Extract provided:
.....
Identify sensitive data in DataWorks using Data Security Guard, which lets you define detection rules based on sensitive field types and automatically scan your tenant's data for matches.
How it works
Detection is built around sensitive field types — named categories such as "phone number" or "employee ID" that belong to a data category and carry a sensitivity level. Each field type has one detection rule that specifies what to look for (field content, field name, or field comment) and how strictly to match.
After you publish a rule, you start a detection task. The task scans the data in scope and marks fields that match as sensitive. The Sensitive data overview module then shows the distribution of all detected sensitive fields across projects.

If detection results look wrong, you can view and manually correct them.
Prerequisites
Before you begin, make sure you have:
A DataWorks workspace with Data Security Guard enabled
An Alibaba Cloud account or RAM user with permissions on Data Security Guard
(If using content detection) DataWorks Professional Edition or higher
Go to the Data detection rules page
Log on to the DataWorks console. In the top navigation bar, select the desired region. In the left-side navigation pane, choose Data Development and O&M > Data Development. Select your workspace from the drop-down list and click Go to Data Development.
Click the
icon in the upper-left corner, then choose All Products > Data Governance > Data Security Guard. On the page that appears, click Try Now.Note If your account already has Data Security Guard permissions, you are taken directly to the homepage. Otherwise, you are redirected to an authorization page and must complete the authorization before proceeding.In the left navigation pane, choose Rule Configuration > Sensitive Data Detection to open the Data Identification Rules page.
Step 1: Set up data categories and sensitivity levels
Every sensitive field type must belong to a data category and have a sensitivity level. If the built-in template already covers your needs, skip this step.
Data Security Guard includes a built-in classification and grading template with 4 sensitivity levels and 4 major categories. You can edit the template or create your own — up to 10 sensitivity levels in total. Categories support multiple layers of subcategories.
.....
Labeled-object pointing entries
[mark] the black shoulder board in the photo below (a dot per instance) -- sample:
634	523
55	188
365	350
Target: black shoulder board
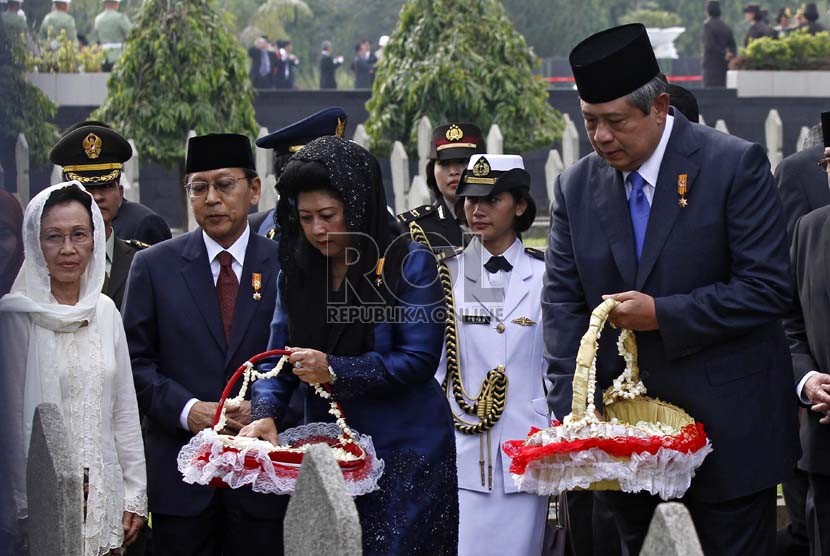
.....
To do:
a) Answer the following questions using the sensitive data detection text above.
(i) What three things can a detection rule specify to look for?
(ii) Which DataWorks edition is required when using content detection?
(iii) How many sensitivity levels can there be in total?
b) Revise the part of the sensitive data detection text that opens with the words containing "Step 1: Set" and closes with "skip this step.", replacing "built-in template" with "default template".
c) Proceed with the sensitive data detection text, continuing from the point where it stops.

The answers:
a)
(i) Field content, field name, or field comment.
(ii) DataWorks Professional Edition or higher.
(iii) Up to 10.

b)
Step 1: Set up data categories and sensitivity levels
Every sensitive field type must belong to a data category and have a sensitivity level. If the default template already covers your needs, skip this step.

c)
Configure sensitivity levels on the Rule Configuration > Data Category and Sensitivity Level page:
Click the
icon next to the built-in template to edit its name, description, and number of grades.
Configure categories on the Rule Configuration > Sensitive Data Identification page:
New users see the default categories from the built-in template on the left side of the Data Detection Rules page. Click the
icon next to a category name to add a same-level category, add a subcategory, rename it, or delete it.Existing users can create up to 4 data categories on the left side of the page.
Step 2: Create a sensitive field type and configure a detection rule
Create a sensitive field type
On the Data Detection Rules page, click + Sensitive field type in the upper-right corner.
On the Basic Information tab, configure the following parameters:
Parameter Description Sensitive field type A unique name for the field type, such as "name", "ID card number", or "phone number". Category The data category this field type belongs to. If no suitable category exists, go to Data Category and Sensitivity Level to create one. See Configure sensitive data classification and grading. Sensitivity level The sensitivity level for this field type. Higher numbers indicate higher sensitivity. If no suitable level exists, go to Data Category and Sensitivity Level to create one. See Configure sensitive data classification and grading. 
Click Next.
Configure the detection rule
On the Rule Configuration tab, define the detection logic for the sensitive field type.

Modifying a rule after publishing it clears all detection results previously matched by that rule. Plan for a rescan before making changes to a published rule.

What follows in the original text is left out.